Format the records below as a numbered list, leaving out any blank lines.

→ **Items from a dataset**

____

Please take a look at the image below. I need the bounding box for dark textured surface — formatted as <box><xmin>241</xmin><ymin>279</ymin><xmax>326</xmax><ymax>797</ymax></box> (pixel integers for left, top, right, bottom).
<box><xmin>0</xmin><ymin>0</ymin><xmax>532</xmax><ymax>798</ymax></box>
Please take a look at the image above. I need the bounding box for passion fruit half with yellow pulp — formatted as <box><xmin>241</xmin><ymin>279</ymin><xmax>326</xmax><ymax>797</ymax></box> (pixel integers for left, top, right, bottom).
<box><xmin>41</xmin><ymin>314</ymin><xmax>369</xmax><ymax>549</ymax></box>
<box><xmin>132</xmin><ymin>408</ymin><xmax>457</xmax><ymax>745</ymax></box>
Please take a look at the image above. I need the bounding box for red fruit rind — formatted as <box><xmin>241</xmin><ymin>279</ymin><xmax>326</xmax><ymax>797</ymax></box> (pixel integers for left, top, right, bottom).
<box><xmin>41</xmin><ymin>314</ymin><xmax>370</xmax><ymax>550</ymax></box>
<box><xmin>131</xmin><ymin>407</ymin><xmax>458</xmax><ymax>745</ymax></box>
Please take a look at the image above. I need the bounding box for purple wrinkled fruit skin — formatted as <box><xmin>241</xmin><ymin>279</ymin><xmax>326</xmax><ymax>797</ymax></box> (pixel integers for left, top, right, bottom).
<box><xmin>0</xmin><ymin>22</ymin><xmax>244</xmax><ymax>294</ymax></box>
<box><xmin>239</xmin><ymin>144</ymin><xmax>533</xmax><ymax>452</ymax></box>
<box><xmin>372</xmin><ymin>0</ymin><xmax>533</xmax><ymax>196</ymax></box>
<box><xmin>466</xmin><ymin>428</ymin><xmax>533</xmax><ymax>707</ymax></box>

____

→ **RESULT**
1. Please take a look at the image below. I need the bounding box for dark textured surface — formatted as <box><xmin>241</xmin><ymin>279</ymin><xmax>326</xmax><ymax>797</ymax></box> (pixel integers for left, top, right, bottom).
2. <box><xmin>0</xmin><ymin>0</ymin><xmax>532</xmax><ymax>798</ymax></box>
3. Please take a look at the image above. I need the bounding box for passion fruit half with yellow pulp — formatted as <box><xmin>241</xmin><ymin>279</ymin><xmax>326</xmax><ymax>797</ymax></box> (pixel integers for left, top, right, bottom).
4. <box><xmin>41</xmin><ymin>314</ymin><xmax>369</xmax><ymax>549</ymax></box>
5. <box><xmin>132</xmin><ymin>408</ymin><xmax>457</xmax><ymax>745</ymax></box>
6. Please take a look at the image above. I need the bounding box for red fruit rind — formatted as <box><xmin>241</xmin><ymin>279</ymin><xmax>326</xmax><ymax>797</ymax></box> (pixel integers for left, top, right, bottom).
7. <box><xmin>41</xmin><ymin>314</ymin><xmax>370</xmax><ymax>550</ymax></box>
8. <box><xmin>131</xmin><ymin>407</ymin><xmax>458</xmax><ymax>745</ymax></box>
9. Please take a look at the image above. I need the bounding box for purple wrinkled fruit skin — formatted as <box><xmin>241</xmin><ymin>279</ymin><xmax>326</xmax><ymax>797</ymax></box> (pixel integers for left, top, right, bottom).
10. <box><xmin>0</xmin><ymin>22</ymin><xmax>244</xmax><ymax>294</ymax></box>
11. <box><xmin>239</xmin><ymin>144</ymin><xmax>533</xmax><ymax>452</ymax></box>
12. <box><xmin>372</xmin><ymin>0</ymin><xmax>533</xmax><ymax>196</ymax></box>
13. <box><xmin>466</xmin><ymin>428</ymin><xmax>533</xmax><ymax>707</ymax></box>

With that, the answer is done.